## Exercise
Please write out the lines of the listing between the line holding "Where can the secondary" and the line holding "pixel 246 475", inclusive, exactly as they appear.

Some records:
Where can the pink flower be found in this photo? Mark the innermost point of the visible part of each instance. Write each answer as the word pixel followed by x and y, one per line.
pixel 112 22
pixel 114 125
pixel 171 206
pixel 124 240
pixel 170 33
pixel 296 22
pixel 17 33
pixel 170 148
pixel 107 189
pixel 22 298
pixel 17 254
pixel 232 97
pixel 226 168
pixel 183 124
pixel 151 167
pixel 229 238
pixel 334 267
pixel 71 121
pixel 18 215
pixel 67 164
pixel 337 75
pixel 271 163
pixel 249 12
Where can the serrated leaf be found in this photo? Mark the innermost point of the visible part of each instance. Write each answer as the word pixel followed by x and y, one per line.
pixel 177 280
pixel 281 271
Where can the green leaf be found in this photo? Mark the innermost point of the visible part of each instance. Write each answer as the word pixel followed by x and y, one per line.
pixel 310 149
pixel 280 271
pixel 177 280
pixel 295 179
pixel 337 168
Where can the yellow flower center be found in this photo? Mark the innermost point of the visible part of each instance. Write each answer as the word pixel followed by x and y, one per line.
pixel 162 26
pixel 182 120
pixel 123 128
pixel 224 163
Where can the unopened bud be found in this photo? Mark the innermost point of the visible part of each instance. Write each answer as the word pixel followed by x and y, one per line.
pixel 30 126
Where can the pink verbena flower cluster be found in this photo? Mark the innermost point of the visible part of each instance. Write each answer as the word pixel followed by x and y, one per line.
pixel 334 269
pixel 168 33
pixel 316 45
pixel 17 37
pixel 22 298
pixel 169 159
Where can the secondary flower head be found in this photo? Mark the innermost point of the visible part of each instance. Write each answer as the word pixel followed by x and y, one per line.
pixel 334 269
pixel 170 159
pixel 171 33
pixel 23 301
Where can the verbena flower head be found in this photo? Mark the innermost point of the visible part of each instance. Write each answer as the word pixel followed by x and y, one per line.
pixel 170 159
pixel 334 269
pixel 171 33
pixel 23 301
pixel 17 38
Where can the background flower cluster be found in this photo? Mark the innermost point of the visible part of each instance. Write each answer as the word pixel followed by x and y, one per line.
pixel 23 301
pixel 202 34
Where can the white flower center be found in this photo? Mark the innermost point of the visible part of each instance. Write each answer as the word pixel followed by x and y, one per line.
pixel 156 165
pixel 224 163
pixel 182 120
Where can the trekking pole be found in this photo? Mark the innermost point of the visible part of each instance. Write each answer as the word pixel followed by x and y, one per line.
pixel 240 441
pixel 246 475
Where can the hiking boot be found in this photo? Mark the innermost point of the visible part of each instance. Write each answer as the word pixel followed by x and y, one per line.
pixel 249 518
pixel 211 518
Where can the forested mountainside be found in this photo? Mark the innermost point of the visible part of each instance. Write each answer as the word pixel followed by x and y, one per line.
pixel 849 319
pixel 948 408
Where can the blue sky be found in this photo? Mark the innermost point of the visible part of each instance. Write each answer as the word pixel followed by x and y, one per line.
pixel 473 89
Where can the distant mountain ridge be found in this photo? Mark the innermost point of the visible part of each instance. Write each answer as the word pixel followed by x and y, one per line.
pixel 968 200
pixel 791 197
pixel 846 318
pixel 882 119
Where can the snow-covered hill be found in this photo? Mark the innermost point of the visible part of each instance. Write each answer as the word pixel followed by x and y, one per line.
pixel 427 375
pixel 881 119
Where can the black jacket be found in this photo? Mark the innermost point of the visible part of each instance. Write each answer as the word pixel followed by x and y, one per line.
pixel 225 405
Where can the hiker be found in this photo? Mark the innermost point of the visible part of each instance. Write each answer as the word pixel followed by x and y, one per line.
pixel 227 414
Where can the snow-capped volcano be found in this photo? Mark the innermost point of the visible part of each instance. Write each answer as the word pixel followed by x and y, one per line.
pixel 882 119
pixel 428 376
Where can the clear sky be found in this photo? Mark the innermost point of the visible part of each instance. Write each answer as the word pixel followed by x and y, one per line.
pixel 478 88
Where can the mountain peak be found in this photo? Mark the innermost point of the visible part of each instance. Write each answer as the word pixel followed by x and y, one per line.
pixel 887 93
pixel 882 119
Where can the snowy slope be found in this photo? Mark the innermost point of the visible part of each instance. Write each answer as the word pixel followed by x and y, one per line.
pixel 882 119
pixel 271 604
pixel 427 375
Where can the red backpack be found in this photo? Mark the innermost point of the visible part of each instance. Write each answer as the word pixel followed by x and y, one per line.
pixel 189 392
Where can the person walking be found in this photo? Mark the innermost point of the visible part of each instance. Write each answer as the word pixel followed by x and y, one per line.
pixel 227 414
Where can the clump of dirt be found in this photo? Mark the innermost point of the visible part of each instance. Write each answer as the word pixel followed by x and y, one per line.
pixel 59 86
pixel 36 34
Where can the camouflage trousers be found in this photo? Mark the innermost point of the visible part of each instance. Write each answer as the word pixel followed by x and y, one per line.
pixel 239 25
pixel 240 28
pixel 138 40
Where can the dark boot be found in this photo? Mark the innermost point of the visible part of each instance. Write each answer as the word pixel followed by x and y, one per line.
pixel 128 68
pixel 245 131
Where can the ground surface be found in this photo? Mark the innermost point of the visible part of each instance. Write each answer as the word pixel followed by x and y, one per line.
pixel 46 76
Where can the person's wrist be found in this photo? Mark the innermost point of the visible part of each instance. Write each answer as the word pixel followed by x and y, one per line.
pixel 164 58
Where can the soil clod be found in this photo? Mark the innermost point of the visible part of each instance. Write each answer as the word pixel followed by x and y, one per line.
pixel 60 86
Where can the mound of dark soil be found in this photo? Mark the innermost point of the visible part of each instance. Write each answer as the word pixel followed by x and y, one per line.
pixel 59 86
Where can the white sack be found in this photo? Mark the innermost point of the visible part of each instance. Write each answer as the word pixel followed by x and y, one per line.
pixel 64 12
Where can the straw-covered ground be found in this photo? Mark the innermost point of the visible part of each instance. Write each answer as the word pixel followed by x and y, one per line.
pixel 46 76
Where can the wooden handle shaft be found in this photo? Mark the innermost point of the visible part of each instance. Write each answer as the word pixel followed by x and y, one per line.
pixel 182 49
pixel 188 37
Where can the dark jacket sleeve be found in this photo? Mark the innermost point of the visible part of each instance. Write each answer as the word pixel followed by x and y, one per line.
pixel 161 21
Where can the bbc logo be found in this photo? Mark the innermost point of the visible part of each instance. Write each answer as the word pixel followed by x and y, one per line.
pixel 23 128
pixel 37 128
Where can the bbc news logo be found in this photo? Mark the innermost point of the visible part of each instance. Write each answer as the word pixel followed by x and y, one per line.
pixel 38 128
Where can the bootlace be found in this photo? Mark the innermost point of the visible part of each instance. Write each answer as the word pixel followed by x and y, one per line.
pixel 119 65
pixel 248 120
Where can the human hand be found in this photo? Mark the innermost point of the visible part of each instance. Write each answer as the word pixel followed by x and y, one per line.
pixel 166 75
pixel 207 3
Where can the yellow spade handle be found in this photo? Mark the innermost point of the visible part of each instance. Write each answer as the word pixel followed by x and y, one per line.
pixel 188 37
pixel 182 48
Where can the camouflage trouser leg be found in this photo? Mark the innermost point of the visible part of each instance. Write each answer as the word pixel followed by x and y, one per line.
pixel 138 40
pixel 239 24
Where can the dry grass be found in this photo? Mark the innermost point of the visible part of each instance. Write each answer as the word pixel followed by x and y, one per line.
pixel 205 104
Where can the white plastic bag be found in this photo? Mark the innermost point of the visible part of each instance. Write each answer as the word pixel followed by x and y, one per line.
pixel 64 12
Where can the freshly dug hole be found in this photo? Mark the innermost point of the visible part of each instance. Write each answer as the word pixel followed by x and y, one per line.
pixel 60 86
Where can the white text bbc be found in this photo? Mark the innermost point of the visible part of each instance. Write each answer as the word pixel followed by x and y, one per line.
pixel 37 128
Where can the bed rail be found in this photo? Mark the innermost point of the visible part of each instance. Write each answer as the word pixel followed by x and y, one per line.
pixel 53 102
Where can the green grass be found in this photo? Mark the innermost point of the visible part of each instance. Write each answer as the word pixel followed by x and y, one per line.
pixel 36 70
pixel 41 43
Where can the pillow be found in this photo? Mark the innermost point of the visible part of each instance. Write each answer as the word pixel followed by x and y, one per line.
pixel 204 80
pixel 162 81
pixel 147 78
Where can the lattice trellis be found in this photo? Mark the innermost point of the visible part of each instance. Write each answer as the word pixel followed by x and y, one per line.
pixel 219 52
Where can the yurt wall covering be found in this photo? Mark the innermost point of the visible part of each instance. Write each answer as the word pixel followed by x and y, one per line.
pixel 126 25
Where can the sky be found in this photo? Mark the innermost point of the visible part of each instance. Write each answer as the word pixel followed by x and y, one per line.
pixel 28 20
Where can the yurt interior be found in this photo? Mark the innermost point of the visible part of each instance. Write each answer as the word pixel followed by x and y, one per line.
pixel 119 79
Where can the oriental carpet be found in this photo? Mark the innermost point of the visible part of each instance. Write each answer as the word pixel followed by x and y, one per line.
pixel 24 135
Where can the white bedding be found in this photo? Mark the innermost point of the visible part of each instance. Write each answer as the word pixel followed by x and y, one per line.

## Exercise answer
Where can the secondary flower head be found in this photo? Mark the innermost point of the visible part of each instance. Write each answer as the word pixel followed by x and y, one per line.
pixel 334 269
pixel 170 159
pixel 171 33
pixel 23 301
Where can the verbena flower head be found in this photo? Mark the innermost point of the visible part of each instance. Write each answer as the word pixel followed by x and y, one per line.
pixel 170 159
pixel 334 269
pixel 171 33
pixel 23 301
pixel 17 38
Where can the background flower cluster be found in this photo? Mark the innermost point of the visible part of each instance. Write each answer as the word pixel followed by x and y, one per line.
pixel 23 301
pixel 202 34
Where can the white flower center be found in this photo? Mark the innermost point of the visible part of each instance. Write each answer as the word pixel followed by x and y, one per line.
pixel 156 165
pixel 224 163
pixel 182 120
Where can the trekking pole be found in this photo? Mark the innermost point of the visible part of each instance. Write each answer as the word pixel followed by x and y, one per line.
pixel 240 441
pixel 246 475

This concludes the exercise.